Last season made it clear that trusting the bullpen was a risky proposition, and the offseason didn’t do much to change that when the New York Mets watched their most reliable late-inning arm sign with another team. That’s the backdrop, whether anyone likes it or not. Confidence isn’t automatic here, and it shouldn’t be. Still, this group isn’t short on data points. A handful of relievers already have numbers that can give fans a reason to trust them heading into the season.
Why each Mets bullpen arm earns some trust
Luke Weaver
His 2025 season went in two directions. Before his June 1 injury, he dominated, posting a 1.05 ERA with a 26% strikeout rate over 25.2 innings. After returning, he posted a 5.31 ERA over 39 innings, but a 3.19 xERA suggests the results were harsher than his performance warranted.
Where Weaver will earn the fans' trust is in the situations that decide games. In high-leverage spots, hitters managed just a .200 BAA with an 82 OPS+. Late and close situations were even better, with opponents hitting .193 and posting an 80 OPS+. That’s the type of reliability Mets fans will appreciate when the game hangs in the balance.
Devin Williams
You don’t need to dig very far to know 2025 wasn’t Devin Williams’ best work. His 4.79 ERA was easily the worst mark of his career, a sharp contrast from the stretch where he sat comfortably among the game’s elite relievers.

____________________

Answer from the Mets bullpen article:
1. What ERA did Luke Weaver post before his June 1 injury?
2. What did opponents hit against Weaver in late and close situations?
3. What was Devin Williams' ERA in 2025?

____________________

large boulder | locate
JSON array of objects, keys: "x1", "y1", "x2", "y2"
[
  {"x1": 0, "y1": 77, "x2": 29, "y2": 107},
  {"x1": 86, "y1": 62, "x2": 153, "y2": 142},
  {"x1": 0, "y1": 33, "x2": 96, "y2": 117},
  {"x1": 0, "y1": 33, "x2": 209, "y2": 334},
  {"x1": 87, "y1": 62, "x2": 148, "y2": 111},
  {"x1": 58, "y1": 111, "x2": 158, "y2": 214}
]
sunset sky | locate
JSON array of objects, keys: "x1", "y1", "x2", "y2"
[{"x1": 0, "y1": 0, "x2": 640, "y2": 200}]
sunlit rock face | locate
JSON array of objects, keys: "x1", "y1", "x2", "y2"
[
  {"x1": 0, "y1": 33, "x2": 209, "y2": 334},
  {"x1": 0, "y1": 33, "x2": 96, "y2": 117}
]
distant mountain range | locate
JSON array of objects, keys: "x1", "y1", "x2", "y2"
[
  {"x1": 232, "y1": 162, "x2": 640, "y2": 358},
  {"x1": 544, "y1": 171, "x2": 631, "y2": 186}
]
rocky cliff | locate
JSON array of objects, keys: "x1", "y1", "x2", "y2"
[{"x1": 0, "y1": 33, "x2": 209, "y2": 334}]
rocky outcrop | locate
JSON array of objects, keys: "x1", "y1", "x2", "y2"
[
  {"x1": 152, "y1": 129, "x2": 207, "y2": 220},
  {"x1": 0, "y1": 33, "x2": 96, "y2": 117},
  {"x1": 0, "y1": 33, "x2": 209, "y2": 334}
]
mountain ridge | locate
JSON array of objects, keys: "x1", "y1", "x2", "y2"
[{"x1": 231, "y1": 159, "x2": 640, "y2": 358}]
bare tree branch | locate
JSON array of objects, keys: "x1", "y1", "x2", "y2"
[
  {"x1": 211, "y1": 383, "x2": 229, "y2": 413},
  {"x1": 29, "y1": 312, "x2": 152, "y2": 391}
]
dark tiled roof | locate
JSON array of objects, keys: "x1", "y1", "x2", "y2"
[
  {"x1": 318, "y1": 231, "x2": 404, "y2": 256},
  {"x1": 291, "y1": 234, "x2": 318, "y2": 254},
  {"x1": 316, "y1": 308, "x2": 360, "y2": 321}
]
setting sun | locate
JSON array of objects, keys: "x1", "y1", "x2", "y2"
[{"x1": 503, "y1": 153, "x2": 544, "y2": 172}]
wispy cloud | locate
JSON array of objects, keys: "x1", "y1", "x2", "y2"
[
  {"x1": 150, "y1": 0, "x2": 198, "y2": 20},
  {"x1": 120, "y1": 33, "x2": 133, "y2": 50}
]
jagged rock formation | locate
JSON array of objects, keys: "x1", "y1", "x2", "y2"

____________________

Final result
1. 1.05
2. .193
3. 4.79